Please print exactly the lines running from the one that contains "pin: the tail" to the end of the data, with both lines included.

— begin RECORDS PROVIDED —

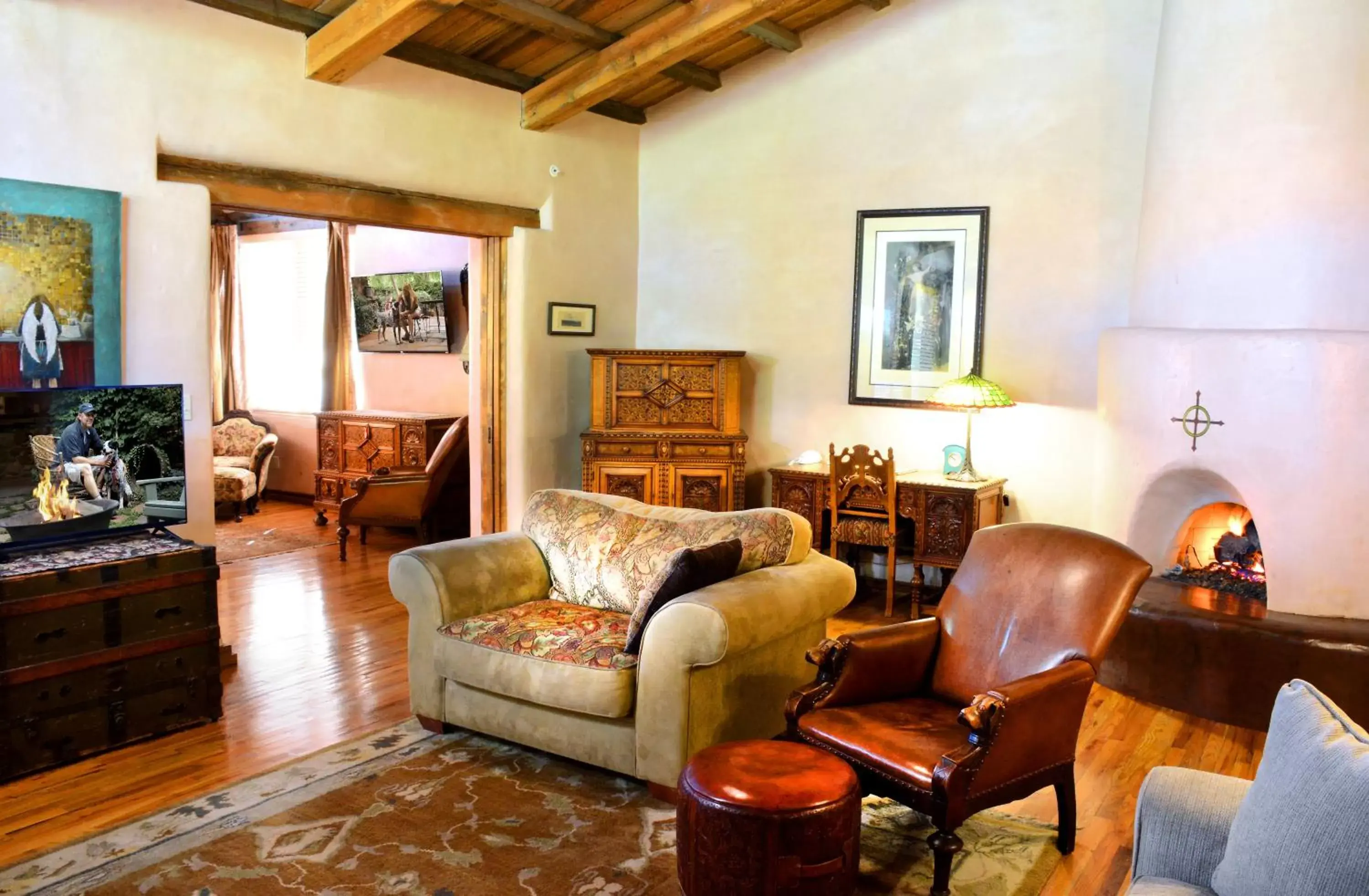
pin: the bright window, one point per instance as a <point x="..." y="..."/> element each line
<point x="282" y="280"/>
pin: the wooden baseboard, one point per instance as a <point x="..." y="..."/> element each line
<point x="288" y="497"/>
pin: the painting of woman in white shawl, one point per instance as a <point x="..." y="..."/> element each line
<point x="40" y="356"/>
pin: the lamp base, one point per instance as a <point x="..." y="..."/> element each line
<point x="967" y="474"/>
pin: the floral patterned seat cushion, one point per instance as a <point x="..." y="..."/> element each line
<point x="614" y="553"/>
<point x="237" y="437"/>
<point x="233" y="483"/>
<point x="551" y="630"/>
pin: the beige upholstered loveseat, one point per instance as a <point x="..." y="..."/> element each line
<point x="492" y="653"/>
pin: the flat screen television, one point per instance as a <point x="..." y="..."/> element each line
<point x="91" y="461"/>
<point x="400" y="313"/>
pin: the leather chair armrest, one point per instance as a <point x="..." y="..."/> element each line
<point x="395" y="498"/>
<point x="879" y="664"/>
<point x="1022" y="728"/>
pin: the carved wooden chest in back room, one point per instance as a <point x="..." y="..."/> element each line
<point x="105" y="645"/>
<point x="666" y="429"/>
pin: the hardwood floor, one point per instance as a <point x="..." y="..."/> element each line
<point x="321" y="653"/>
<point x="322" y="658"/>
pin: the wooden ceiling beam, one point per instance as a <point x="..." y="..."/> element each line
<point x="332" y="199"/>
<point x="566" y="28"/>
<point x="637" y="58"/>
<point x="775" y="35"/>
<point x="365" y="32"/>
<point x="306" y="21"/>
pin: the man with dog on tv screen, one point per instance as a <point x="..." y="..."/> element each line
<point x="81" y="450"/>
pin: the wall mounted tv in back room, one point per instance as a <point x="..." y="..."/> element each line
<point x="87" y="463"/>
<point x="402" y="313"/>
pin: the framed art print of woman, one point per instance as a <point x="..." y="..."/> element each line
<point x="919" y="302"/>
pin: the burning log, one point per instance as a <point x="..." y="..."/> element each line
<point x="55" y="504"/>
<point x="1239" y="547"/>
<point x="1238" y="565"/>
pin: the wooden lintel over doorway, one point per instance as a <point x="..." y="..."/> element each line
<point x="352" y="202"/>
<point x="298" y="195"/>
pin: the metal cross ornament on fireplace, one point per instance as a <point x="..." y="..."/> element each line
<point x="1197" y="421"/>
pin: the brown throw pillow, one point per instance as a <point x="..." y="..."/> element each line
<point x="690" y="569"/>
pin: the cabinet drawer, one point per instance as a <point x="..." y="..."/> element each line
<point x="637" y="483"/>
<point x="58" y="694"/>
<point x="148" y="616"/>
<point x="47" y="742"/>
<point x="703" y="487"/>
<point x="686" y="450"/>
<point x="625" y="449"/>
<point x="159" y="712"/>
<point x="52" y="634"/>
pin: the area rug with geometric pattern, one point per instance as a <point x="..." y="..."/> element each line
<point x="407" y="813"/>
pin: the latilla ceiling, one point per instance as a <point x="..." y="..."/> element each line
<point x="615" y="58"/>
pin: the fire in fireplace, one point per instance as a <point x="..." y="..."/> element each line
<point x="1219" y="549"/>
<point x="55" y="512"/>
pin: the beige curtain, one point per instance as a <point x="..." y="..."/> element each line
<point x="229" y="384"/>
<point x="339" y="384"/>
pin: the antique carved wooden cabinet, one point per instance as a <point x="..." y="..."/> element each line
<point x="358" y="444"/>
<point x="666" y="427"/>
<point x="105" y="645"/>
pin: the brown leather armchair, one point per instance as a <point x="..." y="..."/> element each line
<point x="436" y="502"/>
<point x="1011" y="657"/>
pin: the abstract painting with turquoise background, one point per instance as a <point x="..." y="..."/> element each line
<point x="59" y="287"/>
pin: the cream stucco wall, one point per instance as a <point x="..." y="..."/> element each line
<point x="91" y="89"/>
<point x="749" y="199"/>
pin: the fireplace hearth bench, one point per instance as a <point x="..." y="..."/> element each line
<point x="1224" y="657"/>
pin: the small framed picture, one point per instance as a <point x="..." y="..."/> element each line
<point x="566" y="319"/>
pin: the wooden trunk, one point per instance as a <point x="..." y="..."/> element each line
<point x="354" y="444"/>
<point x="666" y="429"/>
<point x="115" y="643"/>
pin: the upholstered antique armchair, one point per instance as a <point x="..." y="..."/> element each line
<point x="436" y="502"/>
<point x="981" y="705"/>
<point x="243" y="452"/>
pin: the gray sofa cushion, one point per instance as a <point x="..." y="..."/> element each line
<point x="1183" y="817"/>
<point x="1165" y="887"/>
<point x="1304" y="825"/>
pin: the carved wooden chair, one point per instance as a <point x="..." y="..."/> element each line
<point x="862" y="497"/>
<point x="434" y="504"/>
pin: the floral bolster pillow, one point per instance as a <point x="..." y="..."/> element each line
<point x="612" y="553"/>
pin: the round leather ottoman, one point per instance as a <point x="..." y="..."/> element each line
<point x="762" y="817"/>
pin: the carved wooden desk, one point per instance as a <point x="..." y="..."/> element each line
<point x="944" y="512"/>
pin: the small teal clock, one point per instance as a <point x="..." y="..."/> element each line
<point x="953" y="457"/>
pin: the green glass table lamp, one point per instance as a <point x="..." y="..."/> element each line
<point x="971" y="393"/>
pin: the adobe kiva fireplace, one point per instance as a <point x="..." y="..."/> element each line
<point x="1249" y="288"/>
<point x="1217" y="547"/>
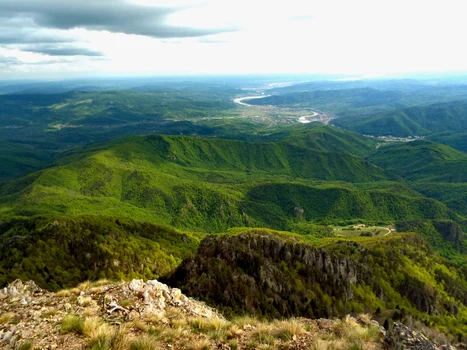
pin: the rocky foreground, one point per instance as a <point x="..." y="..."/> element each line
<point x="141" y="315"/>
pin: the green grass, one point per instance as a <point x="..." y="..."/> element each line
<point x="213" y="184"/>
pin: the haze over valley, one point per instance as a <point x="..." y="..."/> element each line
<point x="300" y="174"/>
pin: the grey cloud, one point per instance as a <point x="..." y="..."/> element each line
<point x="63" y="51"/>
<point x="111" y="15"/>
<point x="4" y="60"/>
<point x="10" y="35"/>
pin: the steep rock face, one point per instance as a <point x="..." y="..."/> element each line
<point x="276" y="275"/>
<point x="262" y="274"/>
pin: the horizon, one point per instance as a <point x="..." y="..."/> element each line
<point x="48" y="39"/>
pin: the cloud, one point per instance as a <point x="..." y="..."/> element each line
<point x="110" y="15"/>
<point x="62" y="51"/>
<point x="5" y="60"/>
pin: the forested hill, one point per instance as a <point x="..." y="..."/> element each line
<point x="423" y="120"/>
<point x="213" y="184"/>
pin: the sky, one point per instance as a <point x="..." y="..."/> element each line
<point x="57" y="39"/>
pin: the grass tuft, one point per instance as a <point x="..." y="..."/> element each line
<point x="72" y="323"/>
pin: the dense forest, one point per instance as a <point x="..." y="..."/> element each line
<point x="318" y="199"/>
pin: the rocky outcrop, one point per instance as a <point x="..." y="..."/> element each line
<point x="262" y="274"/>
<point x="28" y="313"/>
<point x="402" y="337"/>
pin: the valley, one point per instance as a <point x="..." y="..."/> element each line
<point x="256" y="206"/>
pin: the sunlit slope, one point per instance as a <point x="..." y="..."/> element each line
<point x="212" y="184"/>
<point x="438" y="171"/>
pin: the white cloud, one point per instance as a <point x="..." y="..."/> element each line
<point x="356" y="37"/>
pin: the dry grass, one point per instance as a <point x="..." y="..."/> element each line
<point x="245" y="321"/>
<point x="199" y="344"/>
<point x="203" y="325"/>
<point x="72" y="323"/>
<point x="264" y="334"/>
<point x="287" y="330"/>
<point x="63" y="293"/>
<point x="144" y="342"/>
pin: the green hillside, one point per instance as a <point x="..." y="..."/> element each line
<point x="212" y="184"/>
<point x="58" y="252"/>
<point x="423" y="120"/>
<point x="435" y="170"/>
<point x="278" y="275"/>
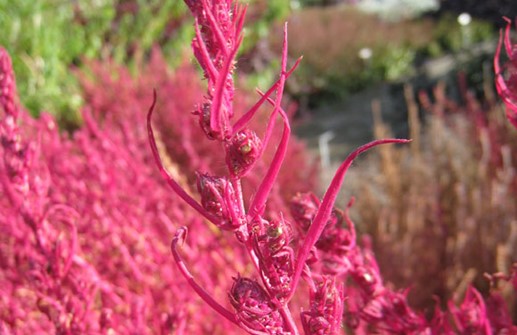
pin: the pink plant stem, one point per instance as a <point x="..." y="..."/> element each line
<point x="259" y="201"/>
<point x="288" y="318"/>
<point x="217" y="30"/>
<point x="165" y="174"/>
<point x="217" y="102"/>
<point x="180" y="236"/>
<point x="325" y="209"/>
<point x="205" y="55"/>
<point x="252" y="111"/>
<point x="280" y="90"/>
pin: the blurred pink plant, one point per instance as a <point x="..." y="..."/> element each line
<point x="506" y="76"/>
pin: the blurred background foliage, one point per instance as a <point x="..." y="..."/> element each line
<point x="48" y="39"/>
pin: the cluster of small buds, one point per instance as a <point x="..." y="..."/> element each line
<point x="276" y="257"/>
<point x="326" y="308"/>
<point x="218" y="198"/>
<point x="506" y="76"/>
<point x="242" y="151"/>
<point x="256" y="313"/>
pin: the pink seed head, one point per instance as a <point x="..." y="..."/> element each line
<point x="218" y="198"/>
<point x="304" y="207"/>
<point x="7" y="85"/>
<point x="254" y="308"/>
<point x="506" y="76"/>
<point x="242" y="151"/>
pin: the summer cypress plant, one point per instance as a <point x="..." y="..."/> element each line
<point x="82" y="234"/>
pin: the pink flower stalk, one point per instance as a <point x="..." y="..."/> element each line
<point x="259" y="308"/>
<point x="506" y="76"/>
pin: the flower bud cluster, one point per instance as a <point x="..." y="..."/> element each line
<point x="254" y="308"/>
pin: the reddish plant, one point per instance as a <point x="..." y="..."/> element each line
<point x="506" y="77"/>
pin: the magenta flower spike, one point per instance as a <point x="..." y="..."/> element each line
<point x="7" y="85"/>
<point x="252" y="111"/>
<point x="325" y="208"/>
<point x="168" y="178"/>
<point x="507" y="88"/>
<point x="259" y="201"/>
<point x="179" y="237"/>
<point x="221" y="109"/>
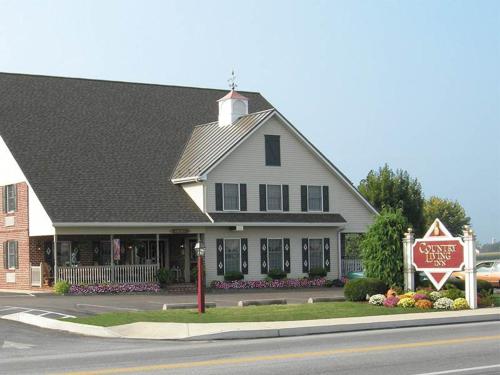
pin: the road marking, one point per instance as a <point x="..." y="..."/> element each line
<point x="33" y="311"/>
<point x="275" y="357"/>
<point x="106" y="307"/>
<point x="16" y="345"/>
<point x="459" y="370"/>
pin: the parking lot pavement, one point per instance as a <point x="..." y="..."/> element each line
<point x="96" y="304"/>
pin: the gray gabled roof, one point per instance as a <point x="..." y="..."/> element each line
<point x="101" y="151"/>
<point x="211" y="142"/>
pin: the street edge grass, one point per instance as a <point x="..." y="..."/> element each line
<point x="273" y="313"/>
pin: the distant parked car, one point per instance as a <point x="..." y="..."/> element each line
<point x="488" y="270"/>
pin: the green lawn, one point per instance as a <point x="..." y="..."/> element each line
<point x="247" y="314"/>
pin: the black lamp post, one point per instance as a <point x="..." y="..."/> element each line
<point x="200" y="253"/>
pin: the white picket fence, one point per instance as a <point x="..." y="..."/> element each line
<point x="351" y="265"/>
<point x="138" y="273"/>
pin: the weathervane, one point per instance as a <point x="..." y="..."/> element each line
<point x="232" y="81"/>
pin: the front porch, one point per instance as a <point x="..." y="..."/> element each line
<point x="97" y="259"/>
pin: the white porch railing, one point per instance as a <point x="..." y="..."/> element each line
<point x="351" y="265"/>
<point x="36" y="275"/>
<point x="138" y="273"/>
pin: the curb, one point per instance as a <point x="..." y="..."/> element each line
<point x="255" y="330"/>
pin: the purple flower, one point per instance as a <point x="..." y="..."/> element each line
<point x="418" y="297"/>
<point x="276" y="284"/>
<point x="391" y="301"/>
<point x="84" y="289"/>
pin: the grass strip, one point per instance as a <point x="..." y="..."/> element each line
<point x="326" y="310"/>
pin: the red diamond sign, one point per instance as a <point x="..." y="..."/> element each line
<point x="438" y="254"/>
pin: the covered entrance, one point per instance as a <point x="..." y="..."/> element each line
<point x="94" y="259"/>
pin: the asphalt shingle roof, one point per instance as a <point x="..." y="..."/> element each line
<point x="101" y="151"/>
<point x="210" y="142"/>
<point x="264" y="217"/>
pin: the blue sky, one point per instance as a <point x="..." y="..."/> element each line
<point x="412" y="84"/>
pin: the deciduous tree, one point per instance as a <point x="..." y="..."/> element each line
<point x="397" y="190"/>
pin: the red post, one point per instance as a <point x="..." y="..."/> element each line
<point x="201" y="287"/>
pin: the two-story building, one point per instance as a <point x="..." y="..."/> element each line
<point x="109" y="181"/>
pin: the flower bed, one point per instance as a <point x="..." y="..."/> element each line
<point x="276" y="284"/>
<point x="114" y="288"/>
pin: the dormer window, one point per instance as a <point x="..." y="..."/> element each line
<point x="272" y="149"/>
<point x="10" y="198"/>
<point x="231" y="197"/>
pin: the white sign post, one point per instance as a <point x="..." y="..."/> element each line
<point x="470" y="268"/>
<point x="409" y="270"/>
<point x="438" y="254"/>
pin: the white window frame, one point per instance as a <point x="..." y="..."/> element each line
<point x="9" y="249"/>
<point x="282" y="253"/>
<point x="322" y="252"/>
<point x="6" y="198"/>
<point x="238" y="199"/>
<point x="267" y="197"/>
<point x="239" y="244"/>
<point x="321" y="198"/>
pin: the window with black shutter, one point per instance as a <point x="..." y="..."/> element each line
<point x="10" y="198"/>
<point x="272" y="148"/>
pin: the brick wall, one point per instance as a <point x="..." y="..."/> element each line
<point x="18" y="232"/>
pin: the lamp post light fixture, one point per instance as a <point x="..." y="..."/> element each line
<point x="199" y="249"/>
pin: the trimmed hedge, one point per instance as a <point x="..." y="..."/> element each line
<point x="460" y="284"/>
<point x="233" y="276"/>
<point x="358" y="289"/>
<point x="317" y="272"/>
<point x="276" y="274"/>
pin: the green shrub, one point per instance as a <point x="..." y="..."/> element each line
<point x="382" y="247"/>
<point x="61" y="287"/>
<point x="485" y="298"/>
<point x="483" y="285"/>
<point x="358" y="289"/>
<point x="453" y="293"/>
<point x="460" y="304"/>
<point x="164" y="276"/>
<point x="233" y="276"/>
<point x="317" y="272"/>
<point x="276" y="274"/>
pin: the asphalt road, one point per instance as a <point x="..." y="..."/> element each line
<point x="96" y="304"/>
<point x="447" y="349"/>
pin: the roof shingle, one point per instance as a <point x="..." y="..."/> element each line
<point x="101" y="151"/>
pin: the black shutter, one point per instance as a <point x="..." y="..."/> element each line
<point x="244" y="256"/>
<point x="5" y="255"/>
<point x="263" y="255"/>
<point x="220" y="256"/>
<point x="15" y="197"/>
<point x="326" y="200"/>
<point x="218" y="197"/>
<point x="4" y="198"/>
<point x="16" y="253"/>
<point x="48" y="255"/>
<point x="326" y="254"/>
<point x="305" y="255"/>
<point x="286" y="254"/>
<point x="263" y="196"/>
<point x="286" y="199"/>
<point x="303" y="197"/>
<point x="243" y="197"/>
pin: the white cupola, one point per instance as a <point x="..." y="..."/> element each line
<point x="231" y="107"/>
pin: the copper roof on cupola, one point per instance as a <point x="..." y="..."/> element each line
<point x="233" y="95"/>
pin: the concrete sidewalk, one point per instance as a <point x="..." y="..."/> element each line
<point x="249" y="330"/>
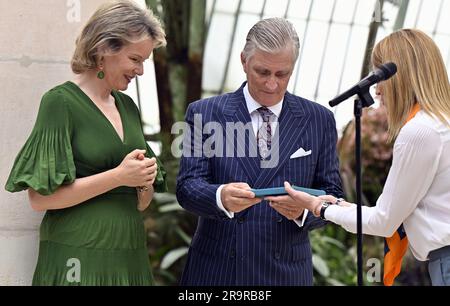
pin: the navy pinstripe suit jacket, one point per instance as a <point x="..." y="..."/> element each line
<point x="258" y="246"/>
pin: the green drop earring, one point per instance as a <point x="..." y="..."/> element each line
<point x="101" y="75"/>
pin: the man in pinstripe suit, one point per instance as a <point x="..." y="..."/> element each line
<point x="240" y="239"/>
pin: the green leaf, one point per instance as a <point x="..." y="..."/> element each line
<point x="173" y="256"/>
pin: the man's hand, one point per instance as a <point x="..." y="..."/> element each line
<point x="237" y="196"/>
<point x="291" y="206"/>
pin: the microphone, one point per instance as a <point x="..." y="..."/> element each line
<point x="380" y="74"/>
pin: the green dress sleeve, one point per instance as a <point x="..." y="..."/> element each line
<point x="160" y="184"/>
<point x="46" y="161"/>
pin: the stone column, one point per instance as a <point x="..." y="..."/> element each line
<point x="37" y="41"/>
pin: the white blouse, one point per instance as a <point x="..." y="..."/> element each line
<point x="416" y="193"/>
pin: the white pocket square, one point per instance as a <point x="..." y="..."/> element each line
<point x="300" y="153"/>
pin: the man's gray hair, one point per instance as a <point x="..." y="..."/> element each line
<point x="272" y="35"/>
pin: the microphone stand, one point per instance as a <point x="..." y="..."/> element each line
<point x="365" y="100"/>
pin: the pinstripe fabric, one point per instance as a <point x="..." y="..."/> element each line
<point x="258" y="246"/>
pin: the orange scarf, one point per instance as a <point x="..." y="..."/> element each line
<point x="395" y="247"/>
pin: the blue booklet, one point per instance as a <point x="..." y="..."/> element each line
<point x="259" y="193"/>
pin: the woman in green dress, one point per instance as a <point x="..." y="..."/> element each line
<point x="86" y="162"/>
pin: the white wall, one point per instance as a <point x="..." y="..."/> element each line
<point x="37" y="40"/>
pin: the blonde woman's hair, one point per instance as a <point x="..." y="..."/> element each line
<point x="421" y="77"/>
<point x="114" y="25"/>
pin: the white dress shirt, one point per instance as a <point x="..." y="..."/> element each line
<point x="416" y="193"/>
<point x="252" y="107"/>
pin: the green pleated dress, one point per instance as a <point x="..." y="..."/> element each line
<point x="101" y="241"/>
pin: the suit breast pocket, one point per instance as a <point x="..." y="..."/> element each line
<point x="301" y="170"/>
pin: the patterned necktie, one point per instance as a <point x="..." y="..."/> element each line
<point x="264" y="136"/>
<point x="395" y="247"/>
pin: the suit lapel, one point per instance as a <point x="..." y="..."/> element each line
<point x="292" y="124"/>
<point x="236" y="112"/>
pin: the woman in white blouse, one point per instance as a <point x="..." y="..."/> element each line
<point x="417" y="190"/>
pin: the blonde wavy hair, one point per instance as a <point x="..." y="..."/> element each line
<point x="421" y="77"/>
<point x="114" y="25"/>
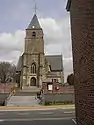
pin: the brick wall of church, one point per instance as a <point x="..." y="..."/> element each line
<point x="82" y="26"/>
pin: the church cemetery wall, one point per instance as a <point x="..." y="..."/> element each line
<point x="63" y="95"/>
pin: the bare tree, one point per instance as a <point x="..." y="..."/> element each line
<point x="7" y="72"/>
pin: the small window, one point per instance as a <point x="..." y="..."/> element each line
<point x="34" y="34"/>
<point x="54" y="80"/>
<point x="33" y="68"/>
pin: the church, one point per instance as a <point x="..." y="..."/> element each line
<point x="34" y="66"/>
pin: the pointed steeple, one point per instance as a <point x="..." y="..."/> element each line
<point x="34" y="24"/>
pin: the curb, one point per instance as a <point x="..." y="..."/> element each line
<point x="7" y="108"/>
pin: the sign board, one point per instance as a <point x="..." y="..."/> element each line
<point x="50" y="87"/>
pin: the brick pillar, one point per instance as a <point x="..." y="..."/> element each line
<point x="82" y="28"/>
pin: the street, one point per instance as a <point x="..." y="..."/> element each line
<point x="41" y="117"/>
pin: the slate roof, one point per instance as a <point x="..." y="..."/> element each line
<point x="55" y="61"/>
<point x="34" y="24"/>
<point x="68" y="5"/>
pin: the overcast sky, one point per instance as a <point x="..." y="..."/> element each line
<point x="15" y="15"/>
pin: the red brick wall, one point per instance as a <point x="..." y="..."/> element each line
<point x="82" y="26"/>
<point x="65" y="89"/>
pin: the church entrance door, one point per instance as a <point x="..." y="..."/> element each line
<point x="33" y="81"/>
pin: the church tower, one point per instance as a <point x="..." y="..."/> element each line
<point x="33" y="56"/>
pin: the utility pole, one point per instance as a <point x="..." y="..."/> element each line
<point x="38" y="71"/>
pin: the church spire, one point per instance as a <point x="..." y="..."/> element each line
<point x="34" y="24"/>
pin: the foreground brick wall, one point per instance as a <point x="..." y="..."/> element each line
<point x="82" y="26"/>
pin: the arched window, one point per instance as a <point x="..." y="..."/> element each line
<point x="34" y="34"/>
<point x="33" y="68"/>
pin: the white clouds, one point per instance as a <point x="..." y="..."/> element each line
<point x="56" y="37"/>
<point x="11" y="45"/>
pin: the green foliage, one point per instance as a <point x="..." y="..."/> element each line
<point x="70" y="79"/>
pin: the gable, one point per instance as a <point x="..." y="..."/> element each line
<point x="55" y="61"/>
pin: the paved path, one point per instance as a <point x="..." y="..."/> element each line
<point x="47" y="117"/>
<point x="23" y="101"/>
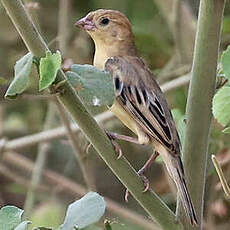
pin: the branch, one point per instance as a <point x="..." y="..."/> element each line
<point x="201" y="91"/>
<point x="80" y="156"/>
<point x="71" y="187"/>
<point x="40" y="163"/>
<point x="152" y="204"/>
<point x="222" y="178"/>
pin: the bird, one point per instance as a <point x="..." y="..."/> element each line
<point x="139" y="102"/>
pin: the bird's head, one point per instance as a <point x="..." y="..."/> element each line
<point x="107" y="26"/>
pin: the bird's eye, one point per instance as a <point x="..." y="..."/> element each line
<point x="104" y="21"/>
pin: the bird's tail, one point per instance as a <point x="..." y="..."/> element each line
<point x="176" y="171"/>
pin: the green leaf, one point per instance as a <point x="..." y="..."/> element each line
<point x="179" y="118"/>
<point x="94" y="86"/>
<point x="225" y="60"/>
<point x="49" y="65"/>
<point x="3" y="81"/>
<point x="10" y="217"/>
<point x="23" y="225"/>
<point x="107" y="225"/>
<point x="86" y="211"/>
<point x="226" y="130"/>
<point x="22" y="71"/>
<point x="221" y="105"/>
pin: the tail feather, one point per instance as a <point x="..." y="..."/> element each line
<point x="176" y="171"/>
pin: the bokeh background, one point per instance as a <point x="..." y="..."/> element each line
<point x="165" y="33"/>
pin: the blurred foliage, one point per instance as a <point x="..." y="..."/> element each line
<point x="25" y="116"/>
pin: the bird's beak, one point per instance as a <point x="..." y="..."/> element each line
<point x="86" y="23"/>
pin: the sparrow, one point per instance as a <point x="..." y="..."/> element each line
<point x="139" y="102"/>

— end RECORDS PROVIDED —

▶ [ANSWER TO THIS EXERCISE]
pin: the tail feather, one point per instance as a <point x="..." y="..."/> element each line
<point x="176" y="171"/>
pin: the bokeh background, one point per instance as a <point x="..." y="..."/> element each line
<point x="165" y="33"/>
pin: the blurred foliage, one point per instance as a <point x="..." y="..."/> element each line
<point x="25" y="116"/>
pin: the bird's beak, one point per instance as a <point x="..." y="..."/> element each line
<point x="86" y="23"/>
pin: the sparrow, one point per instance as a <point x="..." y="..."/> element each line
<point x="139" y="102"/>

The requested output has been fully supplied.